EXERCISE: Please return every record exactly as it appears.

EXCERPTED RECORDS:
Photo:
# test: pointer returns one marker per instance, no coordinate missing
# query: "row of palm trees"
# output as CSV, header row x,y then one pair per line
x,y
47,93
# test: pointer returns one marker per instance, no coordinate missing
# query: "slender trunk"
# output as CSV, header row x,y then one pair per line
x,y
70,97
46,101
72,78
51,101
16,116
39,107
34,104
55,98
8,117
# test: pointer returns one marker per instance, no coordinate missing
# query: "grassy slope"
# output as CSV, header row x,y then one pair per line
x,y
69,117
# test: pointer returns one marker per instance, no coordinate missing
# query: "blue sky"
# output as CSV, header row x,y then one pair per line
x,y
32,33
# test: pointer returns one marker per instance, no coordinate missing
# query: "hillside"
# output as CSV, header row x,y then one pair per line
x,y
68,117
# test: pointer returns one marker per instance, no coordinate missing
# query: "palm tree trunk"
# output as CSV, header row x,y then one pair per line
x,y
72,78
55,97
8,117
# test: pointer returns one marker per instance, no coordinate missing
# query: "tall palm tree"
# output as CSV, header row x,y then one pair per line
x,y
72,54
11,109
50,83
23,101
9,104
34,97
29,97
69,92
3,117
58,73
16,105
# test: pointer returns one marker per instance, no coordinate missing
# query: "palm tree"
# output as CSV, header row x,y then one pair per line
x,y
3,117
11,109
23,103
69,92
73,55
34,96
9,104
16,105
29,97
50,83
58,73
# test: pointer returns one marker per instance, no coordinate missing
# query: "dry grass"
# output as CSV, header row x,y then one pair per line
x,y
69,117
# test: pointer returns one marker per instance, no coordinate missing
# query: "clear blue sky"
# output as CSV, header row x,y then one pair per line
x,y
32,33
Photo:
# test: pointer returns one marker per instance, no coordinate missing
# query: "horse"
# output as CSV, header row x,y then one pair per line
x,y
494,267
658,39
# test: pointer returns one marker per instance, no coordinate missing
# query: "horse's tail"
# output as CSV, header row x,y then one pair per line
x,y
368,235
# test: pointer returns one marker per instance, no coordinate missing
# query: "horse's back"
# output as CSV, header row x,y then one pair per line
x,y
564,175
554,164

SOLUTION FOR THIS PROBLEM:
Photo:
# test: pointer returns one marker per instance, no coordinate missing
# query: "row of palm trees"
# output as CSV, header row x,y then one pair per line
x,y
47,93
# test: pointer returns one marker per instance, no coordinate missing
# query: "slender trunk"
# output as CSV, header row x,y then one pair per line
x,y
70,97
46,101
72,78
51,101
16,116
39,107
34,104
55,98
8,117
# test: pointer returns one marker per instance, no coordinate missing
# query: "grassy slope"
# output as CSV, header row x,y then one pair per line
x,y
69,117
# test: pointer returns one marker per instance, no coordinate missing
# query: "blue sky"
# output as CSV, header row x,y then one pair per line
x,y
32,33
# test: pointer returns one marker per instance, no coordinate missing
# query: "hillside"
# output as CSV, header row x,y then one pair per line
x,y
68,117
# test: pointer returns one marker per instance, no coordinate missing
# query: "palm tree trunk"
# output as CSV, header row x,y then one pair per line
x,y
72,78
55,97
8,117
# test: pointer returns one marker per instance, no coordinate missing
# query: "tall palm tree"
# output as CSV, header row x,y then one pair per line
x,y
72,54
11,109
50,83
23,101
9,104
34,97
29,97
69,92
3,117
58,73
16,105
# test: pointer returns one marker per instance, no coordinate missing
# query: "palm tree"
# output as CSV, header row x,y then one pair per line
x,y
3,117
11,109
23,103
69,92
73,55
34,96
9,104
16,105
29,97
50,83
58,73
# test: pointer returns one marker per instance, no coordinate missing
# query: "dry grass"
# output as CSV, header row x,y then one pair per line
x,y
69,117
# test: pointer returns one marker per instance, no coordinate missing
# query: "clear blue sky"
# output as CSV, header row x,y then one pair per line
x,y
32,33
Photo:
# test: pointer returns one marker per instance, no coordinate missing
# query: "horse"
# output as CSV, header row x,y then one pair per line
x,y
494,267
658,39
# test: pointer returns one marker per instance, no coordinate missing
# query: "horse's tail"
# output as CSV, header row x,y then one pair per line
x,y
368,235
# test: pointer returns one marker per instance, no coordinate missing
# query: "horse's back"
# output as CSV, header row x,y then one pair per line
x,y
564,175
554,164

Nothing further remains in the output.